─── Records provided

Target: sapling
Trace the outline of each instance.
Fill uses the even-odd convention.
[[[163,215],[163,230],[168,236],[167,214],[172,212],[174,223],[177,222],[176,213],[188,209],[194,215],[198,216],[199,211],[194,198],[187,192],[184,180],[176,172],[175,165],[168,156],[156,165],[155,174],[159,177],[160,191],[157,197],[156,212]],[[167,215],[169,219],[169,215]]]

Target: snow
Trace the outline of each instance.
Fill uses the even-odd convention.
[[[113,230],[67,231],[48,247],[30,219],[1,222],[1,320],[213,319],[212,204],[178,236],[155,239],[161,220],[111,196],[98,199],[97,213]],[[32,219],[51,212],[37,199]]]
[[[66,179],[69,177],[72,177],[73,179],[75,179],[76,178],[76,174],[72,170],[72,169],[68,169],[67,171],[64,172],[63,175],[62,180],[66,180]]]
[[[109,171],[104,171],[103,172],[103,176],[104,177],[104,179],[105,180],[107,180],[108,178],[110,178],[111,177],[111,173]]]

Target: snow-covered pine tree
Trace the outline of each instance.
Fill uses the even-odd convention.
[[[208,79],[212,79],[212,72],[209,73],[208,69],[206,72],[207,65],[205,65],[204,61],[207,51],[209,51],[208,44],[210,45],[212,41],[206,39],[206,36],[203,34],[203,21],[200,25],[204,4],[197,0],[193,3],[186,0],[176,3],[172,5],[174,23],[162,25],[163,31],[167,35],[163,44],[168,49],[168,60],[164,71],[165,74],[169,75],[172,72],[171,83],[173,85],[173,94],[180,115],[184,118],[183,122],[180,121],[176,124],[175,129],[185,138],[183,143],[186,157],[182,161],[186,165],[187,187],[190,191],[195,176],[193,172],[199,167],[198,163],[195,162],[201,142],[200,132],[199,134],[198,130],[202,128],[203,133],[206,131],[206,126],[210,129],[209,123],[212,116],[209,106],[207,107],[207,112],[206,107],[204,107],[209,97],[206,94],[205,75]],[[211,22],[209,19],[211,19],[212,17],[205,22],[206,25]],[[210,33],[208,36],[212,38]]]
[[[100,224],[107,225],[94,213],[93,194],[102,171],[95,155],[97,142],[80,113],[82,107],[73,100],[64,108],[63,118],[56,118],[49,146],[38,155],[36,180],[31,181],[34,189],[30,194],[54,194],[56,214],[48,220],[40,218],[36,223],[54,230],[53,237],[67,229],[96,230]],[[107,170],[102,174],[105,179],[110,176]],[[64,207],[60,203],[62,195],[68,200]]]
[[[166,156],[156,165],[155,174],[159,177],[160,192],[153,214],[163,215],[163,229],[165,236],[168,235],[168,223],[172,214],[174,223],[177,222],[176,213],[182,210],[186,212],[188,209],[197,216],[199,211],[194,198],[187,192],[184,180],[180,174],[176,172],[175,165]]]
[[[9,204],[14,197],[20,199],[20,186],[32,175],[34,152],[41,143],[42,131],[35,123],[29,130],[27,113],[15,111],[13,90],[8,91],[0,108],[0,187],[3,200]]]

──────
─── Records provided

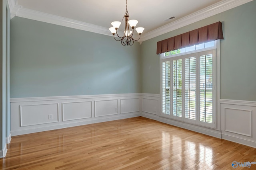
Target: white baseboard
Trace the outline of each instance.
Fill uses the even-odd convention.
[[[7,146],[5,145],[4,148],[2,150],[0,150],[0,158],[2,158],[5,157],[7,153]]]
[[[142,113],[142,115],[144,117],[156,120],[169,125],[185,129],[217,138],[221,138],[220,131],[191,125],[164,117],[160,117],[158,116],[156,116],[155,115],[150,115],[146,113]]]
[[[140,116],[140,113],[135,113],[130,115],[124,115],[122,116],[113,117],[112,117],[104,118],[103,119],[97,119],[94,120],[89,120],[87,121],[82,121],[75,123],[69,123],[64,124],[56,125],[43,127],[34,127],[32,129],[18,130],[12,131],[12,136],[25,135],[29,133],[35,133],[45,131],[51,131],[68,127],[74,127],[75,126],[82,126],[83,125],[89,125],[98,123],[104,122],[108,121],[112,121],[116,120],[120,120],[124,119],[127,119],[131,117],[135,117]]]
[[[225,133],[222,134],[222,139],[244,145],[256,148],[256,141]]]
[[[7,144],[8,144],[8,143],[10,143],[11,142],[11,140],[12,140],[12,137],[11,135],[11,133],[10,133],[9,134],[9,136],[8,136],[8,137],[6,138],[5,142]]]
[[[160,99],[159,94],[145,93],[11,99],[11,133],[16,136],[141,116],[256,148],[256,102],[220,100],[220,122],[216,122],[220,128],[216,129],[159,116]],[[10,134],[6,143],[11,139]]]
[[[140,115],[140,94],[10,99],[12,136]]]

──────
─── Records provided

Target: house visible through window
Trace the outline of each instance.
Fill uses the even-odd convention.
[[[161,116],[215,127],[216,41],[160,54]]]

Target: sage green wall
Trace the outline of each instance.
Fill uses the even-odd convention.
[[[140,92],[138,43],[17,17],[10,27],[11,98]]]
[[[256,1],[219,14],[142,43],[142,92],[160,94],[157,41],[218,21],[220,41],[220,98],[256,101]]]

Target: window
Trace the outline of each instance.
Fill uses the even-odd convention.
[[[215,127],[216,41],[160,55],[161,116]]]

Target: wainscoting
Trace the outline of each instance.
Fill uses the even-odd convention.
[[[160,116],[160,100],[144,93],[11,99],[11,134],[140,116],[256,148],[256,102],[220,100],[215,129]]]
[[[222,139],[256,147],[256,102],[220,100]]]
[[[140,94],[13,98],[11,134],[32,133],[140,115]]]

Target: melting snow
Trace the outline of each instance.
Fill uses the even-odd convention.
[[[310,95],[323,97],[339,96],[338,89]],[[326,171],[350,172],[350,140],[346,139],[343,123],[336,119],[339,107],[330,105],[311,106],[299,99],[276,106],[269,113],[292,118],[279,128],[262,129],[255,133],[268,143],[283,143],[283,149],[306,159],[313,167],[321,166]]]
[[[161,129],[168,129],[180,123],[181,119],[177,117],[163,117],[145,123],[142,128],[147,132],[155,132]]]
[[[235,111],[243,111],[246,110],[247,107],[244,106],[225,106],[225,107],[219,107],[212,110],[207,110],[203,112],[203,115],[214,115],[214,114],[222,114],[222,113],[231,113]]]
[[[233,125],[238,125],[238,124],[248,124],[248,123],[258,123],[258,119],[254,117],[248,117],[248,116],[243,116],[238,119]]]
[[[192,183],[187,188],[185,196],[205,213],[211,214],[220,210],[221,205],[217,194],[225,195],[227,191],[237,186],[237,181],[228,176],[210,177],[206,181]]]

──────

Could you convert the lines starting at the one containing "Target: sage green wall" and ending at the one containing "[[[215,127],[216,41],[160,55],[161,116]]]", both included, into a Markdown table with the columns No. and Line? Number each line and leave out the blank ones.

| No. | Line |
|---|---|
| 1 | Target: sage green wall |
| 2 | Trace the outline of each instance. |
| 3 | Fill uses the even-odd convention. |
| 4 | [[[140,92],[138,43],[17,17],[10,27],[11,98]]] |
| 5 | [[[256,1],[219,14],[142,43],[142,92],[160,94],[157,41],[218,21],[220,41],[220,98],[256,101]]] |
| 6 | Target: window |
| 7 | Trace the outline of each instance. |
| 8 | Fill uses the even-odd convention. |
| 9 | [[[215,127],[216,41],[160,55],[161,116]]] |